▶ _EXTRAIT DU TEXTE_
***

Pour œuvrer depuis les institutions pour une société plus juste, il est important je crois de se pencher sur leur histoire. Je pense au premier abord à la figure de Maurice Fleuret. Après avoir été journaliste, il est nommé par Jack Lang, directeur de la musique au ministère de la Culture.
Sa vision de la place des musiciens dans la cité, et sa façon de lier création musicale et transformation sociale est intéressante à étudier, malgré la distance de bientôt 30 ans qui nous sépare de son action au ministère : « le musicien est, par définition, un individu forcené pris dans un système impitoyable de concurrence et de compétition. Des siècles durant, il a été maintenu en marge des grands mouvements sociaux et il a toujours voulu se considérer non pas comme un délégué de tous, mais comme un élu de la grâce, un inspiré de droit divin. Il lui faut aujourd’hui accomplir une conversion et redevenir un être social ». (3) Je sais d’expérience qu’une déclaration comme celle-ci peut encore heurter les étudiant.e.s. Fleuret en effet se situe en dehors de la vision de la musique absolue et plaide pour la réinscription sociale de l’art. Il plaide aussi pour l’égale dignité des musiques. Sa vision qui articule diversité, pratique et acoustique, si elle porte les marques de son époque, a encore beaucoup à nous apprendre.
Pour terminer sur le biais institutionnel de l’article, je voudrais revenir un instant sur Castoriadis. Par rapport à sa pensée, sur laquelle l’article s’appuie, il serait intéressant de reprendre la chronique de Luc Dardenne sur L’institution imaginaire de la société, qui énonce une objection importante sur le danger d’une institution close sur elle-même, auto-suffisante et sur la nécessité de penser l’institution comme un champ de rapport de forces : « L’idée d’une société autonome (c’est-à-dire une société qui se sait et se fait comme s’auto-instituant explicitement) ne réintroduit-elle pas le fantasme marxiste d’une société unifiée, non divisée, capable de s’auto-instituer explicitement, d’être en pleine possession d’elle-même ? N’y a-t-il pas chez Castoriadis un concept d’aliénation ou d’hétéronomie analogue au concept d’aliénation de Marx dans la mesure même où la société autonome, non aliénée, est conçue comme une société capable de réaliser une présence totale à elle-même(4) » ?
Personnellement plutôt que le concept d’autonomie, je préfère reprendre à mon compte la réflexion de Castoriadis à un autre endroit, qui me semble fécond pour réfléchir les enjeux institutionnels : celui de la différence entre « instituant » et « institué ». Les institutions connaissent des mouvements entre ces deux pôles. Cette différence permet par exemple de rendre compte du passage de l’autonomie esthétique comme vecteur d’émancipation (instituant) à l’autonomie esthétique comme outil de domination sociale (institué). Cette différenciation permet aussi d’affiner la relation à l’institution, qui n’est pas automatiquement « mauvaise » mais peut connaître des gradations dans sa capacité à transcrire et rendre effectives les aspirations de son temps.

***

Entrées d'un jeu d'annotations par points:
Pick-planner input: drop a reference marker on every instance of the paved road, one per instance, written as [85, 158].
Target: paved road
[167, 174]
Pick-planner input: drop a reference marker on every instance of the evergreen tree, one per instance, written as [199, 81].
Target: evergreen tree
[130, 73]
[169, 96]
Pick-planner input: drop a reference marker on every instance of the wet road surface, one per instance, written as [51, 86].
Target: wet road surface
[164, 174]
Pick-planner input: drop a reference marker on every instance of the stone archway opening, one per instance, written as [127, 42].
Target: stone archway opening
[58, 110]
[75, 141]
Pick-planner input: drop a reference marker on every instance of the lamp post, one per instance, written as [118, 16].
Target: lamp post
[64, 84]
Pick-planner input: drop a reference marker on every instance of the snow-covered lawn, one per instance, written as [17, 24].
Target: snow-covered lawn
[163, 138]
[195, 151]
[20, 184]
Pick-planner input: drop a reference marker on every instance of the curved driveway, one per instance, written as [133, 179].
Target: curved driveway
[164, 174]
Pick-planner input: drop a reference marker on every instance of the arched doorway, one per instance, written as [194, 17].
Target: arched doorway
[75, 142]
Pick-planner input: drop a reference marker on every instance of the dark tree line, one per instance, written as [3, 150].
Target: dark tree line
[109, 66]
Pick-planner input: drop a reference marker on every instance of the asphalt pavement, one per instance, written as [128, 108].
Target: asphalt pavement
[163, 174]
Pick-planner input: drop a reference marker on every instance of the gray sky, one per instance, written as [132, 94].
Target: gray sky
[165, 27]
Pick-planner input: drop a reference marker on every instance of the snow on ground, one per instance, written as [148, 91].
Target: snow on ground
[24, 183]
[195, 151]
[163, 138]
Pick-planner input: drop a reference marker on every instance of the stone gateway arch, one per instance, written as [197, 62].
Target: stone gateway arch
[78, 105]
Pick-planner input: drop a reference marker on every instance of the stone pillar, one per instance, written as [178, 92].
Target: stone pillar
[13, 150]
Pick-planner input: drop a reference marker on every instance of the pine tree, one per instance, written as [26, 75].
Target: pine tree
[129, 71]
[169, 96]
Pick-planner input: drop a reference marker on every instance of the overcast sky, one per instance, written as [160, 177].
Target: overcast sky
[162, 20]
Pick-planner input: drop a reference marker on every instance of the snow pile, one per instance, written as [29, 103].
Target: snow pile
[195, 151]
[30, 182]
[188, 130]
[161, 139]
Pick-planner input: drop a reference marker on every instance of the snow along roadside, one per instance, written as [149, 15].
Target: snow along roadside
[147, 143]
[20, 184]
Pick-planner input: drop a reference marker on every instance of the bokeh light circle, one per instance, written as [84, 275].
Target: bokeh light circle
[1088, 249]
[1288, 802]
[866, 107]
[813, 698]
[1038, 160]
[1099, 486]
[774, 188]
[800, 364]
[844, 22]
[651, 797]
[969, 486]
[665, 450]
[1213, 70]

***

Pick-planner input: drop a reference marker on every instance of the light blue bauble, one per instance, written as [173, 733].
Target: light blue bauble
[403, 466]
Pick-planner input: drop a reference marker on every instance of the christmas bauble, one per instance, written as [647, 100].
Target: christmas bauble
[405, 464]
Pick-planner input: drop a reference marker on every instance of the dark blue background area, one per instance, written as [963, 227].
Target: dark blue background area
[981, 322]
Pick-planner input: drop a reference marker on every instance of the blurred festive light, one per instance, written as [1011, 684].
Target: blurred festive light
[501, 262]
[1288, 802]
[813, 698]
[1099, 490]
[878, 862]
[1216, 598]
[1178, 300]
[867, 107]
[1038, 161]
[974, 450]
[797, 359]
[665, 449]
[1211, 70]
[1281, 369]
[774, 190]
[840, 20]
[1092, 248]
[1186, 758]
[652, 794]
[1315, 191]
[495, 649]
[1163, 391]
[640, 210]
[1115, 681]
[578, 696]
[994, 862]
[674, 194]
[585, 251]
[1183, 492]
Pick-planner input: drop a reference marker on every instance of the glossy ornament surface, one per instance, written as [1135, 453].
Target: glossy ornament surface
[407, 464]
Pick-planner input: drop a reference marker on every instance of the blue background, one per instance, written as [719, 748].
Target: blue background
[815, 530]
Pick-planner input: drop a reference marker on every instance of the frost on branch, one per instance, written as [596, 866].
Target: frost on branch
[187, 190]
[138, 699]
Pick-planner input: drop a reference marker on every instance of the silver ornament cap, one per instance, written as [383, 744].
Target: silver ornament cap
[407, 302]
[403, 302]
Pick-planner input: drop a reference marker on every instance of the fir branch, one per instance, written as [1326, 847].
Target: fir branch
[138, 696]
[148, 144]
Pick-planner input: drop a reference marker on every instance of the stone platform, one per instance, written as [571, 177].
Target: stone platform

***

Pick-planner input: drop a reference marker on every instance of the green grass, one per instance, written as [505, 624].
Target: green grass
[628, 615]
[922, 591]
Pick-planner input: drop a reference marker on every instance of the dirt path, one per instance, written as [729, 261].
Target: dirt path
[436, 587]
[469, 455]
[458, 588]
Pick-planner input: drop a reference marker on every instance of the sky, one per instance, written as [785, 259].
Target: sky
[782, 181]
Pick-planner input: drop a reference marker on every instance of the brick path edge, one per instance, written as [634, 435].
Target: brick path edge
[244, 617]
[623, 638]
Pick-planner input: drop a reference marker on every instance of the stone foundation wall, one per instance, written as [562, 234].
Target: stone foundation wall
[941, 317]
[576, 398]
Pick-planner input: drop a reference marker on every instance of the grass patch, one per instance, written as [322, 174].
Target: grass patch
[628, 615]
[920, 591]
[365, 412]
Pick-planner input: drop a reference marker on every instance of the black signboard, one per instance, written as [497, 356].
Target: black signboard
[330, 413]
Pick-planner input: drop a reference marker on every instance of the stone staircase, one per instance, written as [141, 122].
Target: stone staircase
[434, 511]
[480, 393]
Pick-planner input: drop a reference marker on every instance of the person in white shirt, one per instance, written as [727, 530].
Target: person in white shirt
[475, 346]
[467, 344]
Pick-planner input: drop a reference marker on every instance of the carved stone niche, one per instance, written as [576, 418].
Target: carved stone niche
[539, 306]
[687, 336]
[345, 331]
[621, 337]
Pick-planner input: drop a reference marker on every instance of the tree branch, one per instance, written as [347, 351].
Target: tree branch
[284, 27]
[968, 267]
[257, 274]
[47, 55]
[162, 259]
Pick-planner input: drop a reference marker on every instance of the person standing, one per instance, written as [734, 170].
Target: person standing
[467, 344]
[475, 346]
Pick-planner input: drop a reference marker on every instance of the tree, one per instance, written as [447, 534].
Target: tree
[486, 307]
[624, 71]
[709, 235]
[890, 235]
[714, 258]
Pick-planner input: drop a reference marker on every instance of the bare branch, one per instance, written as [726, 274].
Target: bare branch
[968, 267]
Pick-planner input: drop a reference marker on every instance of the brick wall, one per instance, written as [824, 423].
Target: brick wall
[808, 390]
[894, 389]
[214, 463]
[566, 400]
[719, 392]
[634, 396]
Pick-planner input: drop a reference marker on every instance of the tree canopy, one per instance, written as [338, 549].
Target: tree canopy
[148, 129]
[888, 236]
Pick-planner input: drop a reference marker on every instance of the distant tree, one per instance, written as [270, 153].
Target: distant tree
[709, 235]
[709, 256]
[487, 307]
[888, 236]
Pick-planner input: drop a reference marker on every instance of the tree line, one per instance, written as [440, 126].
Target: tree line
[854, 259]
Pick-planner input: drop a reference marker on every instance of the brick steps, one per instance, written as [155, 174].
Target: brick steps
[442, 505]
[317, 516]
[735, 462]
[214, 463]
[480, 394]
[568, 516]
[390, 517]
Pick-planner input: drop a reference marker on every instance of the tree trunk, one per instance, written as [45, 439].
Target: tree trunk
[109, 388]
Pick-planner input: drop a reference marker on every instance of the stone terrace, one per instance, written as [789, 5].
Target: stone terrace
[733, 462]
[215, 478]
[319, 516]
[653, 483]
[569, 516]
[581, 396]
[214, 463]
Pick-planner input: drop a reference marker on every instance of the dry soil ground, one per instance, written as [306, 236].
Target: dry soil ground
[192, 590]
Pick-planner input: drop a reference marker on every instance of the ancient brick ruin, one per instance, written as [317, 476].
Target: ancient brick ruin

***

▶ _CONSIGNE_
Dans l'extrait sur les institutions, qu'est-ce qui rend la différence entre « instituant » et « institué » utile pour réfléchir aux enjeux institutionnels ? Expliquez-le en une à trois phrases.

▶ _RÉPONSE_
Cette différence permet de rendre compte du passage de l'autonomie esthétique comme vecteur d'émancipation (instituant) à l'autonomie esthétique comme outil de domination sociale (institué). Elle permet aussi d'affiner la relation à l'institution, qui n'est pas automatiquement « mauvaise » mais peut connaître des gradations dans sa capacité à transcrire et rendre effectives les aspirations de son temps.